◆ Kaynak metin:
Arnavutların %30’u domuz eti yiyor fakat domuz eti asla kasaplarda satılmıyor. Domuz eti yol kenarlarında gördüğümüz derme çatma yerlerde satılıyor. Yıllardır kapalı bir ülke olan Arnavutlukta insanlar yaklaşık yirmi yıldır araba kullanıyorlar, sokaklarda kaza yapmış arabalar gerçekten de dikkat çekecek derecede fazla. Toplam araba yüzdesine baktığımızda arabaların % 60’ ının Mercedes olduğunu rahatlıkla söyleyebiliriz. Motor kullanırken kask takmıyorlar.(Doğal kaskları varmış)

     
                  Mercedes Diyarı       
                                                            
                             Enver Hoca Piramidi

Arnavutların çok inat olduğu söyleniyor hatta bu konuda bir hikaye anlatıldı. İki Arnavut çatı ustası evin tepesinde çalışıyorlar. Doğal olarak sıcakta susuyorlar ve suları bittiğinde o diyor sen al, o diyor sen al, inat ediyor ikisi de almıyor ve çatıda çatlayarak öldükleri söyleniyor.

Tarihi olarak Arnavutluğa baktığımızda Enver Hoca’yı anlatmadan geçemeyiz. Halk tarafından %95 lerle seçilen Hoca idamlarıyla meşhur. En ufak bir problemin karşılığı otomatik olarak idam. Böyle olunca halk mecburi demokrasi gösterisi yapıyor. Öldükten sonra Arnavut halkının çoğunluğu Enver Hocadan memnun olmadıklarını dile getiriyor.

◆ Sağlanan veriler:
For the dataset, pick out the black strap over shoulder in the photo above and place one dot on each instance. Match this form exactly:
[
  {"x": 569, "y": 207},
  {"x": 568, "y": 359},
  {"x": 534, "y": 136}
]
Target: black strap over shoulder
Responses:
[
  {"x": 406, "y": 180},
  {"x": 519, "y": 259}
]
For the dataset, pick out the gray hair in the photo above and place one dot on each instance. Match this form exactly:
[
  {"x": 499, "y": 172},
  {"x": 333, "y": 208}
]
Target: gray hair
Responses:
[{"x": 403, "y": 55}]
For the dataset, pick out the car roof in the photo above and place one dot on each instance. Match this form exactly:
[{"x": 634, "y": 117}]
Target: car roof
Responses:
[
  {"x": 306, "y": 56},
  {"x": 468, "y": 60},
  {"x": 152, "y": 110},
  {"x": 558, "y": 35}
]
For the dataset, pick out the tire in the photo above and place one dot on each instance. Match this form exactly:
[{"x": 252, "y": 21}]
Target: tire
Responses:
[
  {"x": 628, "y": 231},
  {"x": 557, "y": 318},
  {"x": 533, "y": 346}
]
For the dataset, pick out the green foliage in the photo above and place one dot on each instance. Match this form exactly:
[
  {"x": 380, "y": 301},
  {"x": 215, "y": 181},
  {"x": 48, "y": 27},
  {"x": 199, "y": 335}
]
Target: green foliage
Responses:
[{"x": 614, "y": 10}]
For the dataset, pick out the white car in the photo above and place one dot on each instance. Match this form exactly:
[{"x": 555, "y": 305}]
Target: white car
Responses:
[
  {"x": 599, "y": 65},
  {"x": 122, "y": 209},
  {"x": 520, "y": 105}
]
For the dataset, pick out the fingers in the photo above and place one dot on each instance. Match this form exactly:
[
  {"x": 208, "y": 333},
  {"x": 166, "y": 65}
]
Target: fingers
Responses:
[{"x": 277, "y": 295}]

==

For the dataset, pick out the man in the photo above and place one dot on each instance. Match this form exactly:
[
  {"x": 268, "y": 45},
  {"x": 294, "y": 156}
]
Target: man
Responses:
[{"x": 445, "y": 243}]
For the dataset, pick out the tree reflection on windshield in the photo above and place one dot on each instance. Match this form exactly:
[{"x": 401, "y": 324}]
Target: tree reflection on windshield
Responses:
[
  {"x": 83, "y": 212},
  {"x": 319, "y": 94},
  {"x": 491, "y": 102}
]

==

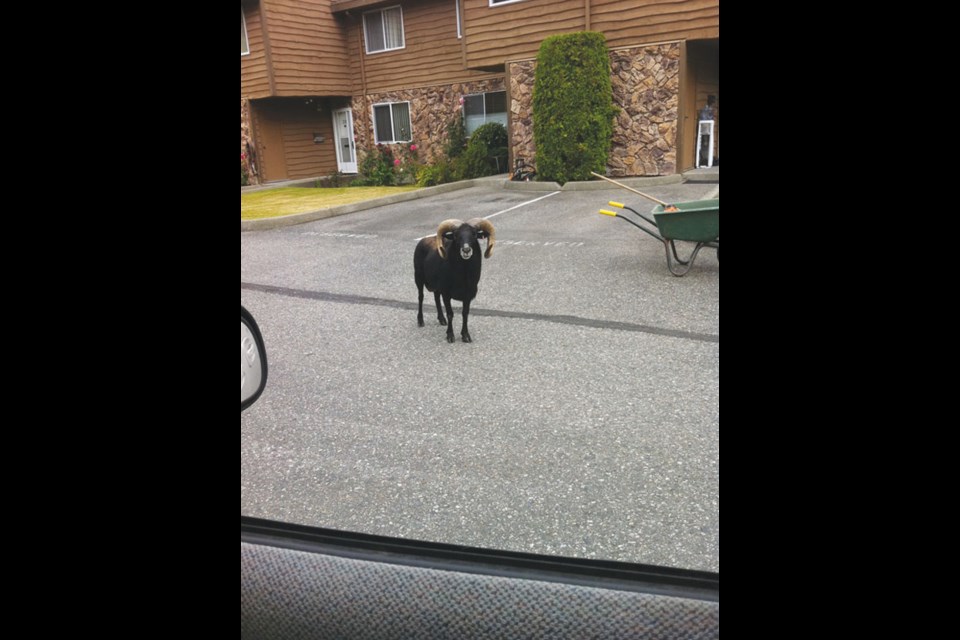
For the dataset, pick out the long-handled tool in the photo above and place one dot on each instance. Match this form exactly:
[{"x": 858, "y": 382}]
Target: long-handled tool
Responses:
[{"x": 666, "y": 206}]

◆ Görev yönergesi: Arnavutluk hakkındaki metinden "Enver Hoca Piramidi" ile "olmadıklarını dile getiriyor." arasındaki kısmı, bu iki ifade de dahil olmak üzere, hiçbir değişiklik yapmadan yeniden aktarın. Kayıtlar başka bir kaynaktan alınmıştır.

◆ Alıştırma çıktısı:
Enver Hoca Piramidi

Arnavutların çok inat olduğu söyleniyor hatta bu konuda bir hikaye anlatıldı. İki Arnavut çatı ustası evin tepesinde çalışıyorlar. Doğal olarak sıcakta susuyorlar ve suları bittiğinde o diyor sen al, o diyor sen al, inat ediyor ikisi de almıyor ve çatıda çatlayarak öldükleri söyleniyor.

Tarihi olarak Arnavutluğa baktığımızda Enver Hoca’yı anlatmadan geçemeyiz. Halk tarafından %95 lerle seçilen Hoca idamlarıyla meşhur. En ufak bir problemin karşılığı otomatik olarak idam. Böyle olunca halk mecburi demokrasi gösterisi yapıyor. Öldükten sonra Arnavut halkının çoğunluğu Enver Hocadan memnun olmadıklarını dile getiriyor.